**INSTRUÇÕES DA TAREFA:**
Por favor, transcreva sem nenhuma alteração as linhas que vão da linha com "Exercise. Mark every instance of the stack" até a linha com "[(128, 122), (69, 157), (157, 11), (93, 177), (41, 211)]", incluindo as duas. Deixe as imagens fora da resposta.

[Linhas do conjunto de dados sobre onde os objetos aparecem]
——

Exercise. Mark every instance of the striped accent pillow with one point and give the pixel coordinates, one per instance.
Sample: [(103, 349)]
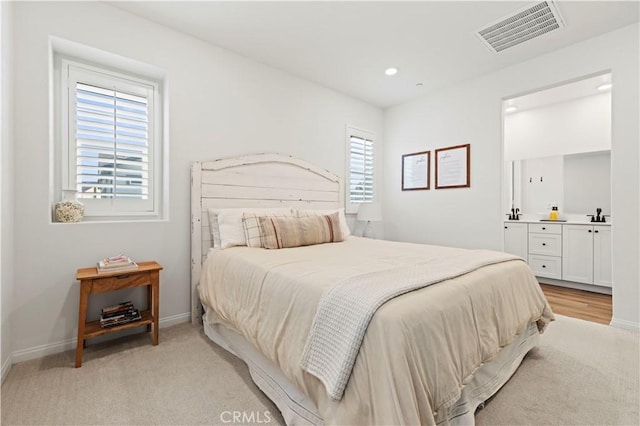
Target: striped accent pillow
[(251, 226), (285, 232)]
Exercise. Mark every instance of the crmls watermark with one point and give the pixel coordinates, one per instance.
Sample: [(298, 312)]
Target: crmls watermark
[(244, 417)]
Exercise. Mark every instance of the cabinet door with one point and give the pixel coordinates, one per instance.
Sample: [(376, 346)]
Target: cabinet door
[(577, 253), (515, 239), (602, 255)]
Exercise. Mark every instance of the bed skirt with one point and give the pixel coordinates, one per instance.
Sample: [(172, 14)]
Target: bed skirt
[(298, 409)]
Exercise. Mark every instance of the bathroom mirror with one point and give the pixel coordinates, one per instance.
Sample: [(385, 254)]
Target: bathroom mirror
[(557, 148), (575, 183)]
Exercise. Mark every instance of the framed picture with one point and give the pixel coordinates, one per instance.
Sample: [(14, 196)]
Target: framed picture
[(452, 167), (415, 170)]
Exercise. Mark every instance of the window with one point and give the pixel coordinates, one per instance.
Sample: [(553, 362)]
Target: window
[(360, 172), (110, 140)]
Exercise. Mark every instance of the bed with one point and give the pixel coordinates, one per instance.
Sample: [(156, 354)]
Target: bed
[(430, 355)]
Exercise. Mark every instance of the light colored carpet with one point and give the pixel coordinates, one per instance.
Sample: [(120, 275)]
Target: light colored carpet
[(581, 374)]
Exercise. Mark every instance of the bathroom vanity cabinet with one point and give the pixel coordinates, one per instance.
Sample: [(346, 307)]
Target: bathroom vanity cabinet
[(586, 254), (565, 253)]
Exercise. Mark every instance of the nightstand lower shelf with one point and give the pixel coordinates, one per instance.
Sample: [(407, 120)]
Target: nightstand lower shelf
[(94, 329)]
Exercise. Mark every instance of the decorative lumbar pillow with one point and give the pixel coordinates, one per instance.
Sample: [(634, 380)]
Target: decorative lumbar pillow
[(343, 221), (251, 226), (226, 224), (279, 232)]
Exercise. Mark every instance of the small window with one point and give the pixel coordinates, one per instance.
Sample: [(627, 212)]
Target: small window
[(110, 140), (361, 170)]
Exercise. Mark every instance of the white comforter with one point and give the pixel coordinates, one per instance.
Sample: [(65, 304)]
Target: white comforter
[(420, 348)]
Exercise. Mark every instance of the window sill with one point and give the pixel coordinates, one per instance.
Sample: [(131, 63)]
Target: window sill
[(112, 221)]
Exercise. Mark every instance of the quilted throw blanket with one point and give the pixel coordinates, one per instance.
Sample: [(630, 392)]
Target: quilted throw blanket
[(345, 310)]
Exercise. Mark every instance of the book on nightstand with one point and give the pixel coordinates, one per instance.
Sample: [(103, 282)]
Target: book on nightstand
[(116, 264), (122, 313)]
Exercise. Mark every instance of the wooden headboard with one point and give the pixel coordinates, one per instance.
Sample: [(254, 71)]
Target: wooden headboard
[(261, 180)]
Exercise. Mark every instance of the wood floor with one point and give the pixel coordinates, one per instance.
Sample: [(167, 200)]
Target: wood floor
[(581, 304)]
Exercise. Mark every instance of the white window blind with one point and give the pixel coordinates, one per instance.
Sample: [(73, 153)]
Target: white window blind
[(112, 143), (361, 169), (110, 122)]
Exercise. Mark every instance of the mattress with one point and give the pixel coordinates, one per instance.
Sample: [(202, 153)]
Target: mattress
[(421, 349)]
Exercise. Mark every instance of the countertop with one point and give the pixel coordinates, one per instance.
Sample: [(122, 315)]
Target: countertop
[(556, 222)]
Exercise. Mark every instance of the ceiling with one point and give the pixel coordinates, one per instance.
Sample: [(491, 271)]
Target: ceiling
[(568, 91), (346, 46)]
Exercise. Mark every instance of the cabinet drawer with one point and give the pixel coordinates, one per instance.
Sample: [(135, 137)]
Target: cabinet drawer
[(126, 280), (546, 266), (545, 244), (545, 228)]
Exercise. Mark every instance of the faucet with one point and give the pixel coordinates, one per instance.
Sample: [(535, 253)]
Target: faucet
[(514, 214), (597, 217)]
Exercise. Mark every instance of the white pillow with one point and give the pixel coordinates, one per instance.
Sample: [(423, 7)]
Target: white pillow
[(226, 224), (344, 228)]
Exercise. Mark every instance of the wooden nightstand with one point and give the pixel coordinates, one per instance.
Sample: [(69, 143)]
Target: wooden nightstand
[(147, 274)]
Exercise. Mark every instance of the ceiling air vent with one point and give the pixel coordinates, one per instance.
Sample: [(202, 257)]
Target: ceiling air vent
[(525, 24)]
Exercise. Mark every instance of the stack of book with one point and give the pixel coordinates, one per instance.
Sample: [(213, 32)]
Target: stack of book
[(116, 264), (119, 314)]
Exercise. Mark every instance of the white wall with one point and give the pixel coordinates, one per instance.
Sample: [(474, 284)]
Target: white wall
[(578, 125), (587, 183), (541, 182), (221, 104), (6, 182), (470, 112)]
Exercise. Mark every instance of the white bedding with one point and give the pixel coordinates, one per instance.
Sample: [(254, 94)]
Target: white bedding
[(344, 311), (420, 349)]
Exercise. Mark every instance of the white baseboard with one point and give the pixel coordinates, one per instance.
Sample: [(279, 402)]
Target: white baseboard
[(43, 350), (70, 344), (626, 325), (6, 367), (174, 320)]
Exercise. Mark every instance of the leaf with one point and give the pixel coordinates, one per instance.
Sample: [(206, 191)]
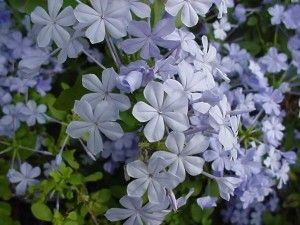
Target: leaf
[(128, 122), (69, 157), (157, 11), (93, 177), (41, 211)]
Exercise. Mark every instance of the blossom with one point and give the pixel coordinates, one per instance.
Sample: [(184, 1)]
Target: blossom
[(274, 61), (190, 81), (24, 178), (139, 8), (277, 13), (220, 28), (227, 185), (103, 90), (145, 39), (34, 113), (207, 202), (100, 120), (53, 23), (189, 10), (104, 16), (219, 157), (134, 213), (272, 128), (183, 157), (170, 110), (151, 178)]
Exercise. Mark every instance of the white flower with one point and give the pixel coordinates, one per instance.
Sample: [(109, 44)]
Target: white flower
[(24, 178), (220, 28), (105, 16), (151, 178), (182, 156), (104, 90), (170, 110), (139, 8), (190, 9), (226, 126), (53, 23), (191, 83), (101, 119)]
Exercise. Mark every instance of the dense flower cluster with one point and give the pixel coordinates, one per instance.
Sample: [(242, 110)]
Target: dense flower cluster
[(173, 105)]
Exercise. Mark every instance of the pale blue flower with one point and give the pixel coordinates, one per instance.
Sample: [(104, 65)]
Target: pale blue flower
[(25, 178)]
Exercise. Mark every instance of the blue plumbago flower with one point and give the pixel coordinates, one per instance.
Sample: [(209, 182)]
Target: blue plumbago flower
[(190, 82), (169, 110), (207, 202), (240, 13), (134, 76), (151, 178), (277, 13), (103, 90), (145, 39), (272, 128), (182, 157), (227, 185), (138, 8), (221, 158), (124, 149), (13, 115), (134, 213), (291, 17), (274, 61), (220, 28), (26, 177), (270, 100), (104, 17), (34, 113), (53, 23), (183, 42), (189, 10), (101, 119), (17, 44)]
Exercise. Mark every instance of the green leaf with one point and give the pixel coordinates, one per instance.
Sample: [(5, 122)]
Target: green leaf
[(41, 211), (128, 122), (93, 177), (69, 157), (252, 21), (5, 209), (66, 99)]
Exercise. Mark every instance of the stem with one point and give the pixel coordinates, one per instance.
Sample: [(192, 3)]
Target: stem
[(93, 217), (112, 51), (5, 150), (92, 58), (208, 175)]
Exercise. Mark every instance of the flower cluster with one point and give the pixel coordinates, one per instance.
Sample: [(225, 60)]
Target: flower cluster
[(167, 104)]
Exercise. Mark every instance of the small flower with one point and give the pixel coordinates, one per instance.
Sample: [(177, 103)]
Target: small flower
[(103, 90), (207, 202), (220, 28), (34, 113), (170, 110), (145, 39), (24, 178), (274, 61), (277, 13), (53, 23), (134, 213), (183, 157), (189, 10), (105, 16), (151, 178), (100, 120)]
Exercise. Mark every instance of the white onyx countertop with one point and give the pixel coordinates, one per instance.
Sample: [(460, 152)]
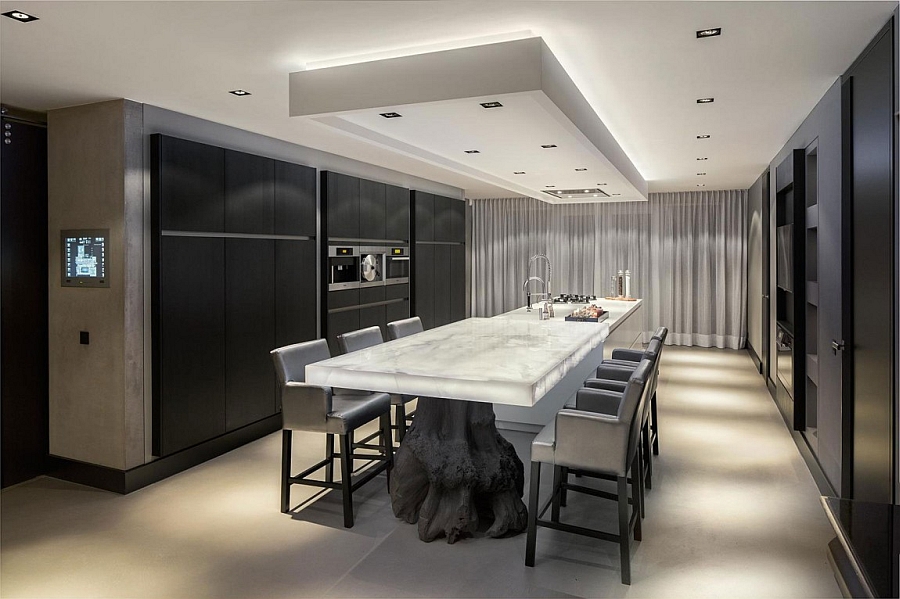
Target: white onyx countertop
[(507, 361), (618, 311)]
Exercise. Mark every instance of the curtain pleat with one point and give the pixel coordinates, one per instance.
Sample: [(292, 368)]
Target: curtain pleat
[(687, 253)]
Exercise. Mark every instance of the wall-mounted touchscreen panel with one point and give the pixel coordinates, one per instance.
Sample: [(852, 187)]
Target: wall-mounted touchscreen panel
[(85, 255)]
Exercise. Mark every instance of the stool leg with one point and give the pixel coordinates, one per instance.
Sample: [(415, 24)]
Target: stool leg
[(557, 491), (346, 481), (286, 470), (624, 534), (400, 417), (533, 492), (329, 455), (387, 445)]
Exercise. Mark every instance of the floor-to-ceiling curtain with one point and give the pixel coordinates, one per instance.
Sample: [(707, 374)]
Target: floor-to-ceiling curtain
[(686, 252)]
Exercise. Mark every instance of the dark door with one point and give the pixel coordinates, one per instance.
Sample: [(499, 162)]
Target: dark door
[(371, 209), (868, 274), (423, 284), (23, 330), (249, 330), (766, 282), (189, 393)]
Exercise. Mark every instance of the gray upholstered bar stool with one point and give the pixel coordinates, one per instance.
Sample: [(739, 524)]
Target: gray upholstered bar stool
[(629, 358), (405, 327), (602, 443), (317, 409), (361, 339)]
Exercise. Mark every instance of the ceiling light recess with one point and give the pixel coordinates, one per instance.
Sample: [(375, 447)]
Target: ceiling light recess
[(18, 15), (577, 194), (711, 32)]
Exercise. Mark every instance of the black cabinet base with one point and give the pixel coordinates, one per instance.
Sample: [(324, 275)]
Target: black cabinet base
[(126, 481)]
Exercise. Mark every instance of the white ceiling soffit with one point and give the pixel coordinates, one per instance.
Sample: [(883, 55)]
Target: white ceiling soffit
[(544, 137)]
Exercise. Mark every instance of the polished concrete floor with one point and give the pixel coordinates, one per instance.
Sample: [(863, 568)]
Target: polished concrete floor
[(733, 513)]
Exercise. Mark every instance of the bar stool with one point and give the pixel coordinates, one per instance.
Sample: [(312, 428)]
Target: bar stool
[(361, 339), (313, 408), (593, 443)]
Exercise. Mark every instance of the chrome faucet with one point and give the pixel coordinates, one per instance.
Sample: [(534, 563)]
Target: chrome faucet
[(545, 286)]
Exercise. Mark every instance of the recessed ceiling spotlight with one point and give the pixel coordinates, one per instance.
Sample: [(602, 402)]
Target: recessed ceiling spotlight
[(712, 32), (20, 16)]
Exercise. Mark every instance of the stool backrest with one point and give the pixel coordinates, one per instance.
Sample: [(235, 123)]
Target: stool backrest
[(291, 360), (405, 327), (361, 339)]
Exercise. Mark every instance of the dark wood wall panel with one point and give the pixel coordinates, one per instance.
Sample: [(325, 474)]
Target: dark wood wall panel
[(295, 199), (249, 330), (191, 188), (249, 193), (190, 398)]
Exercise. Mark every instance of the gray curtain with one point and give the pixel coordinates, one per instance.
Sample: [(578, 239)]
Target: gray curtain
[(687, 253)]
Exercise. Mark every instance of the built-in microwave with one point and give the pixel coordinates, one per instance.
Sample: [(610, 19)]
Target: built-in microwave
[(371, 266), (343, 267), (396, 265)]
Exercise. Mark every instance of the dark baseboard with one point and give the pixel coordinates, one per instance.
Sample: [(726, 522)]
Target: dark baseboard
[(126, 481), (756, 361)]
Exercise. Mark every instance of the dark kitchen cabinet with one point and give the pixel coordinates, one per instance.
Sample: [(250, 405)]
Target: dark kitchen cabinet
[(371, 209), (458, 221), (396, 204), (188, 184), (339, 323), (189, 344), (442, 285), (442, 218), (341, 205), (295, 199), (249, 193), (457, 282), (423, 281), (423, 215), (295, 291), (249, 330)]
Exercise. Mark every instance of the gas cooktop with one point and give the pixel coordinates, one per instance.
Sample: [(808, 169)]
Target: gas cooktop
[(568, 298)]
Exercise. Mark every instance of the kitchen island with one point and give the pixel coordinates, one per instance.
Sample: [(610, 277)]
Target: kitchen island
[(623, 328)]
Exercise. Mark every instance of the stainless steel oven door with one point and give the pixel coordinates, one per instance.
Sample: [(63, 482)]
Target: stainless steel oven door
[(396, 265), (371, 266), (343, 267)]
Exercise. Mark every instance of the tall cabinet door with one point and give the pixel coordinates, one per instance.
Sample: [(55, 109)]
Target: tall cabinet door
[(458, 282), (190, 343), (424, 280), (249, 330)]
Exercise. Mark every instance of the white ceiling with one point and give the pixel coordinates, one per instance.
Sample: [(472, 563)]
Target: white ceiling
[(639, 65)]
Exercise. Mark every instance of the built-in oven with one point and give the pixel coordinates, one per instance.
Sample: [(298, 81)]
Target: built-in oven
[(343, 267), (371, 265), (396, 265)]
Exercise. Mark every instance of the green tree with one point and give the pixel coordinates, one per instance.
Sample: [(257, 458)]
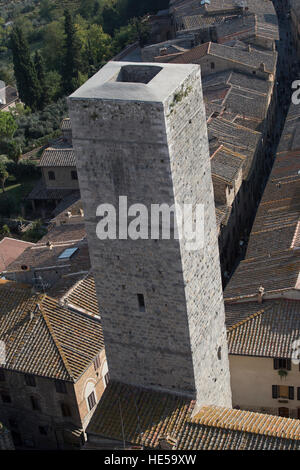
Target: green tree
[(53, 49), (98, 47), (41, 75), (5, 231), (25, 73), (46, 10), (3, 175), (8, 126), (14, 151), (72, 56)]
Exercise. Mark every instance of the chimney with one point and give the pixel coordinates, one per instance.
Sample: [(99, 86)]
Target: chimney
[(262, 67), (261, 293)]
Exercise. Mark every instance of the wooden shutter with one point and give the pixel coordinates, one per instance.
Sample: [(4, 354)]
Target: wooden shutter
[(274, 391), (291, 393), (276, 363)]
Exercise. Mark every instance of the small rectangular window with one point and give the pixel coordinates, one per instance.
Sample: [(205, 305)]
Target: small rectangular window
[(91, 401), (35, 404), (141, 302), (30, 380), (275, 391), (60, 386), (97, 363), (6, 398), (65, 409), (43, 430), (280, 363), (106, 378), (291, 393)]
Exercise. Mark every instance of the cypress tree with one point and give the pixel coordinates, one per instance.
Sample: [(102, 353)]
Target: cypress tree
[(71, 65), (41, 75), (25, 73)]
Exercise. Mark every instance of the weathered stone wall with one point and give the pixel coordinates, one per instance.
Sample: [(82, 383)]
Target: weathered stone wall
[(154, 152), (6, 442), (63, 178)]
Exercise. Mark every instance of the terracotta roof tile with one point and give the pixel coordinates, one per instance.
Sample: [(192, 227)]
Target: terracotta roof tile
[(147, 416), (44, 338)]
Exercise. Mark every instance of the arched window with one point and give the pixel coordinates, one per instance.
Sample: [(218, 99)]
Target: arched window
[(90, 395), (284, 412), (65, 410), (105, 374)]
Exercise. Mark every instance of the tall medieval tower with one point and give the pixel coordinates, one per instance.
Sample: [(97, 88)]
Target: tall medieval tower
[(139, 130)]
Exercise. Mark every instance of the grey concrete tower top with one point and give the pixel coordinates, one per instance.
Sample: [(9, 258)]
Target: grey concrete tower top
[(139, 132), (134, 82)]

——

**RESULTADO:**
Exercise. Mark every instance of the stack of book with one point and give the pixel coordinates, one per instance.
Sample: [(213, 32)]
Target: stack of book
[(116, 264), (119, 314)]
Exercise. Mark every instance of the white wall with one point and give the pixel coordinates, one per instance.
Sample: [(474, 284)]
Target: white wall
[(578, 125), (587, 183), (541, 182), (221, 104), (6, 182), (470, 112)]
Exercise. Mark every instance of the white bedding with one point and give the pixel coordinates, one per instance.
Sample: [(254, 94)]
Target: white bedding
[(344, 311), (420, 349)]
Exercise. Mark every instance of the white baseboard with one point and give the pixel coordinates, one per instance.
Sample: [(279, 402)]
Target: white baseboard
[(43, 350), (70, 344), (626, 325), (6, 367), (174, 320)]
Exercise. Mark every instance of the leaf with one point and give the pixel coordinates, one per instance.
Sample: [(206, 191)]
Target: leaf
[(128, 122), (69, 157), (157, 11), (93, 177), (41, 211)]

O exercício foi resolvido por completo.